─── Excerpted passage

1. Field of the Invention
This invention relates to a radiation image storage panel and more particularly to a radiation image storage panel comprising a support, a phosphor layer which comprise a binder and a stimulable phosphor dispersed therein, and a protective film, superposed in this order.
2. Description of the Prior Art
For obtaining a radiation image, there has been conventionally employed a radiography utilizing a combination of a radiographic film having an emulsion layer containing a photosensitive silver salt material and a radiographic intensifying screen.
As a method replacing the above-described radiography, a radiation image recording and reproducing method utilizing a stimulable phosphor as described, for instance, in U.S. Pat. No. 4,239,968 has been recently paid much attention. In the radiation image recording and reproducing method, a radiation image storage panel comprising a stimulable phosphor (i.e., stimulable phosphor sheet) is used, and the method involves steps of causing the stimulable phosphor of the panel to absorb radiation energy having passed through an object or having radiated from an object; exciting the stimulable phosphor with an electromagnetic wave such as visible light and infrared rays (hereinafter referred to as "stimulating rays") to sequentially release the radiation energy stored in the stimulable phosphor as light emission (stimulated emission); photoelectrically detecting the emitted light to obtain electric signals; and reproducing a radiation image as a visible image from the electric signals. In the above-described radiation image recording and reproducing method, a radiation image can be obtained with a sufficient amount of information by applying a radiation to the object at considerably smaller dose, as compared with the case of utilizing the conventional radiography. Accordingly, this radiation image recording and reproducing method is of great value especially when the method is used for medical diagnosis.

──────
─── Data extracts

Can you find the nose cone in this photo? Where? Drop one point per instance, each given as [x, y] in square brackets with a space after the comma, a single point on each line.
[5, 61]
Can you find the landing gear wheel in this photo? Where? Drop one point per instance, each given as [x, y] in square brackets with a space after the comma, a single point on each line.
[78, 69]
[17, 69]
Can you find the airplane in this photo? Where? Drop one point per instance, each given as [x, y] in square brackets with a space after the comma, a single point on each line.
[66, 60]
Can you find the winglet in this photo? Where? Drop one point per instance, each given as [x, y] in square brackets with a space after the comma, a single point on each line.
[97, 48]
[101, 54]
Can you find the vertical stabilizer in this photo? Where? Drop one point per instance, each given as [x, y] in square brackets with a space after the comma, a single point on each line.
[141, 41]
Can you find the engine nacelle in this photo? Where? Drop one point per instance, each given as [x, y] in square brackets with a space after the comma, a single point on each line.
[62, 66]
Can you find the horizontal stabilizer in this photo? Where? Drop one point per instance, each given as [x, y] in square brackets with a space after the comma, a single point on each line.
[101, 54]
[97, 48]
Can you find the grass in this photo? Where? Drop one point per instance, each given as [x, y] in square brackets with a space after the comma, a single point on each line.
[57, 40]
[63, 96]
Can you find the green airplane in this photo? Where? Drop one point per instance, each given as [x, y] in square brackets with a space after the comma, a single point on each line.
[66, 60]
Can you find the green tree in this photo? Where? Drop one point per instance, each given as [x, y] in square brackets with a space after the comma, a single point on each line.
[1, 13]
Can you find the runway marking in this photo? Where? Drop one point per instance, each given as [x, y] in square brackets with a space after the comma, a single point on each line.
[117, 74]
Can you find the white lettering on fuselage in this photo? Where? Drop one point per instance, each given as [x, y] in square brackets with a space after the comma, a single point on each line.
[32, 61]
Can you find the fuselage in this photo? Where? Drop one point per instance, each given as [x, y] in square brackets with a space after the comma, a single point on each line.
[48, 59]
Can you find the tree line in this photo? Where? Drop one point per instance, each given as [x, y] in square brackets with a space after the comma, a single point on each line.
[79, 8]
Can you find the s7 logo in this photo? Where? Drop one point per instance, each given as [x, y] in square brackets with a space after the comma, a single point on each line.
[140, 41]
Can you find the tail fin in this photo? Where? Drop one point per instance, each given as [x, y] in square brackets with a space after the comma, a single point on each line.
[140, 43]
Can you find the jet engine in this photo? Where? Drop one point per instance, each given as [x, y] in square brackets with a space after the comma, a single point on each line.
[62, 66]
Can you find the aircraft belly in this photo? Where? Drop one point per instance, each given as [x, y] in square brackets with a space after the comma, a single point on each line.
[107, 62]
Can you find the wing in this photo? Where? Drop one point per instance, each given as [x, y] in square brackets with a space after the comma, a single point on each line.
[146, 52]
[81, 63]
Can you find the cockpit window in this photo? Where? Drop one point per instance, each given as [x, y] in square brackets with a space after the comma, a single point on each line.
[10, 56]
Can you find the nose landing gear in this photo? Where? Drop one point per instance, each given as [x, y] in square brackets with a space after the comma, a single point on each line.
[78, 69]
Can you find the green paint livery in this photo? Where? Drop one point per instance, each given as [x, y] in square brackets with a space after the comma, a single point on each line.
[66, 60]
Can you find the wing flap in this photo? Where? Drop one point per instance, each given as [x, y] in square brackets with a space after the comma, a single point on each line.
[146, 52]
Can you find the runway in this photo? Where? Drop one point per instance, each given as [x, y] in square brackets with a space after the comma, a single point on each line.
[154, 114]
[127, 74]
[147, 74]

──────
─── Data extracts

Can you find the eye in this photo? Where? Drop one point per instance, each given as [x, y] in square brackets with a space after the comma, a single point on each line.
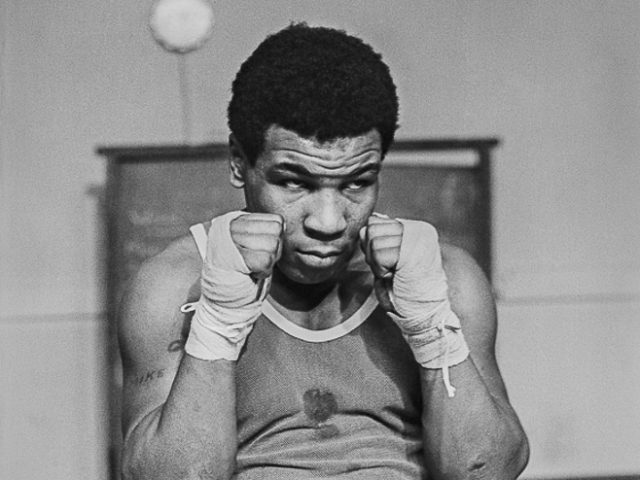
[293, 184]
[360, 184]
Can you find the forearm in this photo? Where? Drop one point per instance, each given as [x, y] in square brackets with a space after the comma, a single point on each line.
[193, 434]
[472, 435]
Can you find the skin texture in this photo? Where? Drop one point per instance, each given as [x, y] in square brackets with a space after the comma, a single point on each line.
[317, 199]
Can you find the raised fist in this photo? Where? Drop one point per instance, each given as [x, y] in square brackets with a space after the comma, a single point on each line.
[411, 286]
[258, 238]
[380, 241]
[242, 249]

──────

» Exercise set
1. Print everything in the patent excerpt from "1. Field of" down to "radiographic intensifying screen.", without changing a word.
2. Which U.S. patent does the patent excerpt cite as describing the radiation image recording and reproducing method that uses a stimulable phosphor?

» Answers in order
1.
1. Field of the Invention
This invention relates to a radiation image storage panel and more particularly to a radiation image storage panel comprising a support, a phosphor layer which comprise a binder and a stimulable phosphor dispersed therein, and a protective film, superposed in this order.
2. Description of the Prior Art
For obtaining a radiation image, there has been conventionally employed a radiography utilizing a combination of a radiographic film having an emulsion layer containing a photosensitive silver salt material and a radiographic intensifying screen.

2. U.S. Pat. No. 4,239,968.